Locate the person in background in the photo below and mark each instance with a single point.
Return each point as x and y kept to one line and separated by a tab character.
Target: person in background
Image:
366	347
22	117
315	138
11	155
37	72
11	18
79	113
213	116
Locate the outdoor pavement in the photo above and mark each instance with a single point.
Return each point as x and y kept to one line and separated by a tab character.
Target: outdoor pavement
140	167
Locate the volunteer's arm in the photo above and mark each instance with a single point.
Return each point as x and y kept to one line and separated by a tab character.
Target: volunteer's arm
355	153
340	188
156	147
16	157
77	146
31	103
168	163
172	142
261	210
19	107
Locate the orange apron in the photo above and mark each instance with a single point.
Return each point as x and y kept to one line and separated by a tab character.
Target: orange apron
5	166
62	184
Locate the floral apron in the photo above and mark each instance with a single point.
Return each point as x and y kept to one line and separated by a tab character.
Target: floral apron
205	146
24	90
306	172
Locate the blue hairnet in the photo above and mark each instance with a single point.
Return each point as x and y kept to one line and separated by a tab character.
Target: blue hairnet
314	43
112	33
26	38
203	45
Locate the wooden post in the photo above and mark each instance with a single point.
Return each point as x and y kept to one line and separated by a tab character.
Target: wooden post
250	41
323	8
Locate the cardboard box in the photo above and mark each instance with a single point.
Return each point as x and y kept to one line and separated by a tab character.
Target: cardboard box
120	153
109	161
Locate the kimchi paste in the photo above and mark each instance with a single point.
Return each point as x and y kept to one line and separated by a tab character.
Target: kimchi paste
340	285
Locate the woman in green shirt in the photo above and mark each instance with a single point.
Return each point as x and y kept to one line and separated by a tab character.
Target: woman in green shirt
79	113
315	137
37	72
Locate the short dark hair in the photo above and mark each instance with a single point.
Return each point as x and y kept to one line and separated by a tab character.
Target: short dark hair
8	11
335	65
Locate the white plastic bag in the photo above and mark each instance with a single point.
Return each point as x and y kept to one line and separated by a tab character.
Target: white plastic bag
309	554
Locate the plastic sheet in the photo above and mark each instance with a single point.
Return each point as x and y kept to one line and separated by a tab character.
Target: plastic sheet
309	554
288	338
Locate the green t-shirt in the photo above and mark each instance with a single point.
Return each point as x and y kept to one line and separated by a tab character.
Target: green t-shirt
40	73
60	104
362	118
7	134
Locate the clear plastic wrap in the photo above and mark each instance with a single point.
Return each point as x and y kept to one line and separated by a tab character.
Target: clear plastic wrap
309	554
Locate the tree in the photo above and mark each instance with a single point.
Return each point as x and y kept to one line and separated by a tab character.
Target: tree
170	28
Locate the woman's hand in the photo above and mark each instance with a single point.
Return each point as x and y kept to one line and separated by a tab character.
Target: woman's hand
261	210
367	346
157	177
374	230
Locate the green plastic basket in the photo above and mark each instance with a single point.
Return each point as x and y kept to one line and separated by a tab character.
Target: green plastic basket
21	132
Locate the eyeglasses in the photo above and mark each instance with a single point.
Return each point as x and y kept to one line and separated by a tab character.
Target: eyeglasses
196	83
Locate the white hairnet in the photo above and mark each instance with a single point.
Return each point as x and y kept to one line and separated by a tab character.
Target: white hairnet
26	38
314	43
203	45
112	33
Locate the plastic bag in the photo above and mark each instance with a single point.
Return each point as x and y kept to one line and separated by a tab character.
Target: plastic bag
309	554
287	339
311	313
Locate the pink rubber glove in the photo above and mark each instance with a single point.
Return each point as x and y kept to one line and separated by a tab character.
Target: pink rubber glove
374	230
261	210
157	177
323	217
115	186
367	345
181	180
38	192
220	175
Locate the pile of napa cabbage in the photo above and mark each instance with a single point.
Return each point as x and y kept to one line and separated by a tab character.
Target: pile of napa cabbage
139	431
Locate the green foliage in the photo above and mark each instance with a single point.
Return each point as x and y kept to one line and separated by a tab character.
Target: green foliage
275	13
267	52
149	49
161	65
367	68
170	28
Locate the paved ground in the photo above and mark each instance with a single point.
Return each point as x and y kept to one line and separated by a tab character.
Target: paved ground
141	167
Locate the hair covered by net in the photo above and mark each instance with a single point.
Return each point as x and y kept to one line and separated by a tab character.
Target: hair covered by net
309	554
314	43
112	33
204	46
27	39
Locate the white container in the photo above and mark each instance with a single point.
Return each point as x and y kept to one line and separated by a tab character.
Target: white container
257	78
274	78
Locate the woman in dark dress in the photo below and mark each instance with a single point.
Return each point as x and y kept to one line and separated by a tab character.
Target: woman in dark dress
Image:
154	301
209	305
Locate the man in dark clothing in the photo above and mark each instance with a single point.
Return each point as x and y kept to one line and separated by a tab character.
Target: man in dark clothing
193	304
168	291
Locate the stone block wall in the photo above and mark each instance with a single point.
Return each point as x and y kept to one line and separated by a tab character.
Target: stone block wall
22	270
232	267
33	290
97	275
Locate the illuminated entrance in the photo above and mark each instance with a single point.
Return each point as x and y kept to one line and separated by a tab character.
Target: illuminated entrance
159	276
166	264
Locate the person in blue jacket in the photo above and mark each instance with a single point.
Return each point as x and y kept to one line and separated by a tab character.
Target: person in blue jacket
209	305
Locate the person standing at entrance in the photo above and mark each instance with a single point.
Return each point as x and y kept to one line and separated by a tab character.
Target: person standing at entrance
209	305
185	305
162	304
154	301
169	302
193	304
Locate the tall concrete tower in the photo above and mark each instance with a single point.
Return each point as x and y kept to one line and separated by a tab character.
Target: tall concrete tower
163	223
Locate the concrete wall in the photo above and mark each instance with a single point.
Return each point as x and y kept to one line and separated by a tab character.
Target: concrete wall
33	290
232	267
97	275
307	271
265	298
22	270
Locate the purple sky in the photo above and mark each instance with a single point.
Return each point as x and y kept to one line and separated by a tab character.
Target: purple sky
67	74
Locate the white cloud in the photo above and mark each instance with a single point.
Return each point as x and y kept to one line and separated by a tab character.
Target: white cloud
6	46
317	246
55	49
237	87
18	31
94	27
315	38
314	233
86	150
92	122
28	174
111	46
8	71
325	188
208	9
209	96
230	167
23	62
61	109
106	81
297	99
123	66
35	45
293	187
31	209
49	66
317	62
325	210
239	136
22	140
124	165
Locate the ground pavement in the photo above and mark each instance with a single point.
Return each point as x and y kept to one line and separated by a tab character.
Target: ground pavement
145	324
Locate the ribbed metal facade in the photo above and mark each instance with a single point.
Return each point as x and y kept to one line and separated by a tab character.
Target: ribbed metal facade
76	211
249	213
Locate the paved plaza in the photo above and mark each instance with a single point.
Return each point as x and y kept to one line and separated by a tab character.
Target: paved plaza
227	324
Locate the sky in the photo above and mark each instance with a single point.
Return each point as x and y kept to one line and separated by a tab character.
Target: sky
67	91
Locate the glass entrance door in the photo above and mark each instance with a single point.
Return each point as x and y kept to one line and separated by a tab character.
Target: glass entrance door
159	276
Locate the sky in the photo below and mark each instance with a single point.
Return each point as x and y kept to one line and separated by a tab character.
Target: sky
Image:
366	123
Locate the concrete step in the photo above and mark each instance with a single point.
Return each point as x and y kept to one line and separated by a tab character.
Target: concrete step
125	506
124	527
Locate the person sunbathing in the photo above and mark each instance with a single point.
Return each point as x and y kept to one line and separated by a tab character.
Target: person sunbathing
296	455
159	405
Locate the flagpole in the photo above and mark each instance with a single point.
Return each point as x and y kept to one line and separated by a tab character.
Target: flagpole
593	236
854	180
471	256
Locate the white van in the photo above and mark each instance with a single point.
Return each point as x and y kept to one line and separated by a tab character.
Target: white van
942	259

▶ Assigned task:
In full and without error, transcribe each of the entries.

▶ Solution for this task:
Locate the person in background in the photo below and mark each instance with a single point.
Return each point as x and y kept to one line and separated by a tab character.
Target: person in background
Image:
366	347
22	117
315	138
11	155
37	72
11	18
79	113
213	116
Locate the outdoor pavement in the photo above and mark each instance with a single point.
Return each point as x and y kept to one line and separated by a tab character.
Target: outdoor pavement
140	167
Locate the volunteer's arm in the photo above and mark each instance with a single point.
Return each point as x and y kept to one line and separated by a tab character.
Target: volunteer's arm
355	153
340	188
156	147
16	157
77	146
31	103
168	163
172	142
261	210
19	107
Locate the orange apron in the photo above and mark each instance with a single point.
Return each point as x and y kept to one line and separated by a tab character.
Target: orange apron
5	166
62	184
Locate the floral apron in the photo above and mark each instance with a single point.
Return each point as x and y kept to one line and separated by a tab character.
Target: floral apron
205	146
24	90
306	172
Locate the blue hairnet in the photo above and mark each instance with a single point.
Return each point as x and y kept to one line and separated by a tab character.
Target: blue hairnet
314	43
112	33
26	38
203	45
Locate the wooden post in the photo above and mark each instance with a single point.
Return each point as x and y kept to one line and separated by a tab character.
Target: wooden post
250	41
323	8
Locate the cardboard box in the photo above and mark each instance with a single point.
Return each point as x and y kept to one line and separated by a tab character.
Target: cardboard box
120	153
109	161
Locate the kimchi paste in the photo above and mark each instance with a single point.
Return each point as x and y kept to one line and separated by a tab character.
Target: kimchi paste
340	285
Locate the woman in green shirt in the photo above and mark each instance with a single point.
Return each point as x and y kept to one line and separated by a tab character.
Target: woman in green shirt
79	113
315	137
37	72
Locate the short dark hair in the photo above and mark each instance with a single point.
Return each point as x and y kept to one line and separated by a tab character.
Target: short dark hair
8	11
335	65
Locate the white plastic bag in the photo above and mark each instance with a single point.
Return each point as x and y kept to one line and separated by a tab character.
Target: white plastic bag
309	554
Locate the plastic sheet in the photo above and mark each instance with a single point.
Return each point as x and y kept to one line and separated by a tab character.
Target: plastic sheet
309	554
288	338
Locate the green t-shirt in the photo above and mark each instance with a single point.
Return each point as x and y kept to one line and separated by a tab character.
Target: green t-shirt
40	73
60	104
362	118
7	134
Locate the clear plastic wrap in the photo above and mark each instance with a single point.
Return each point as x and y kept to one line and separated by a tab character.
Target: clear plastic wrap
309	554
Locate the tree in the photo above and mark each instance with a single point.
Return each point as x and y kept to one line and separated by a tab character.
Target: tree
170	28
Locate the woman's hand in the photo above and mark each instance with a single point.
Return each point as x and y kept to one line and separated by a tab character.
Target: woman's hand
261	210
367	346
157	177
374	230
Locate the green plastic basket in the photo above and mark each instance with a single point.
Return each point as x and y kept to one line and separated by a tab character.
Target: green plastic basket
21	132
Locate the eyeglasses in the photo above and mark each instance with a single point.
Return each point as x and y kept to one line and separated by a tab character.
Target: eyeglasses
196	83
Locate the white hairnet in the photo above and mark each instance with a single point.
Return each point as x and y kept to one line and separated by a tab character.
Target: white hairnet
26	38
314	43
203	45
112	33
Locate the plastic bag in the photo above and mark each instance with a single point.
Return each point as x and y kept to one line and separated by a tab character.
Target: plastic bag
309	554
287	339
311	313
Locate the pink rubber glove in the photo above and mark each instance with a single point.
Return each point as x and y kept to one line and separated by a tab character.
Target: pink rubber glove
374	230
261	210
157	177
323	217
115	186
367	345
181	180
38	192
220	175
Locate the pile of napa cabbage in the photo above and mark each instance with a single point.
Return each point as x and y kept to one line and separated by a tab character.
Target: pile of napa cabbage
139	431
Locate the green foliage in the photo above and mark each instance with a single point.
Return each point as x and y kept to one line and separated by a tab character.
Target: green foliage
275	13
267	52
149	49
161	65
367	68
170	28
Locate the paved ground in the photo above and mark each instance with a single point.
Return each point as x and y kept to one line and separated by a tab character.
Target: paved ground
141	167
Locate the hair covered by net in the photo above and mark each instance with a single point.
Return each point as x and y kept to one line and separated by a tab character.
Target: hair covered by net
309	554
314	43
112	33
204	46
27	39
Locate the white container in the photo above and mark each instance with a single point.
Return each point as x and y kept to one line and separated by a tab character.
Target: white container
257	78
274	78
Locate the woman in dark dress in the photo below and mark each instance with a single point.
Return each point as x and y kept to one line and separated by a tab character.
Target: woman in dark dress
Image:
154	301
209	305
Locate the man in dark clothing in the photo above and mark each instance with a single point.
Return each point as x and y kept to one line and separated by a tab character.
Target: man in dark clothing
193	304
168	291
Locate the stone block wall in the photo above and mark each instance with a single point.
Return each point as x and y kept to one line and separated by a tab character.
Target: stone block wall
22	270
232	267
33	290
97	275
Locate the illuminated entrance in the photo above and mark each instance with a single point.
Return each point as x and y kept to one line and separated by a tab character.
Target: illuminated entrance
159	276
166	264
Locate the person in blue jacket in the photo above and mark each instance with a single point.
Return each point as x and y kept to one line and separated by a tab character.
Target: person in blue jacket
209	305
Locate the person standing at entrance in the photo above and mark each instance with a single point.
Return each point as x and y kept to one line and separated by a tab character.
Target: person standing at entrance
209	305
185	305
162	304
154	301
169	302
193	304
Locate the tall concrete tower in the photo above and mark each instance with a single point.
Return each point as x and y kept to one line and separated by a tab character.
Target: tall concrete tower
163	223
Locate the concrete wall in the photo above and mark each instance with a single point.
Return each point as x and y kept to one line and separated by a tab character.
Target: concrete wall
33	290
232	267
97	275
307	271
265	298
22	270
Locate the purple sky in the photo above and mark each instance with a single point.
Return each point as x and y kept to one line and separated by a tab character.
Target: purple sky
67	74
Locate the white cloud in the photo above and mark each instance with a single point.
Return each point as x and y kept to one line and separated by a tab character.
Target: white cloud
6	46
317	246
55	49
237	87
18	31
94	27
315	38
314	233
86	150
92	122
28	174
111	46
8	71
325	188
208	9
209	96
230	167
23	62
61	109
106	81
297	99
123	66
35	45
293	187
31	209
49	66
317	62
325	210
239	136
22	140
124	165
Locate the ground pavement in the photo above and mark each instance with a single point.
Return each point as x and y kept to one line and separated by a tab character.
Target: ground pavement
145	324
Locate the ribbed metal facade in the photo above and mark each instance with a single point.
Return each point as x and y kept to one line and separated by a tab character.
Target: ribbed metal facade
76	211
249	213
Locate the paved plaza in the photo above and mark each instance with a single point.
Return each point as x and y kept to one line and separated by a tab character.
Target: paved plaza
227	324
Locate the sky in the photo above and mark each instance with a single point.
Return each point as x and y kept to one line and separated by a tab character.
Target: sky
67	91
Locate the glass entrance door in the photo above and mark each instance with a single point.
Return each point as x and y kept to one line and separated by a tab character.
Target: glass entrance door
159	276
Locate the sky in the photo below and mark each instance with a single point.
Return each point as x and y kept to one line and separated by a tab character.
Target: sky
Image:
366	123
Locate the concrete step in the photo above and mark each instance with a single point.
Return each point as x and y kept to one line and separated by a tab character.
Target: concrete step
125	506
124	527
Locate the person sunbathing in the photo above and mark each instance with a single point.
Return each point as x and y kept to one line and separated by a tab character.
Target: person sunbathing
296	455
159	405
Locate the flagpole in the photo above and mark each instance with a single point.
Return each point as x and y kept to one line and separated by a tab character.
Target: flagpole
593	236
854	180
471	256
Locate the white van in the photo above and mark each instance with a single point.
Return each point as x and y kept to one line and separated by a tab character.
Target: white van
942	259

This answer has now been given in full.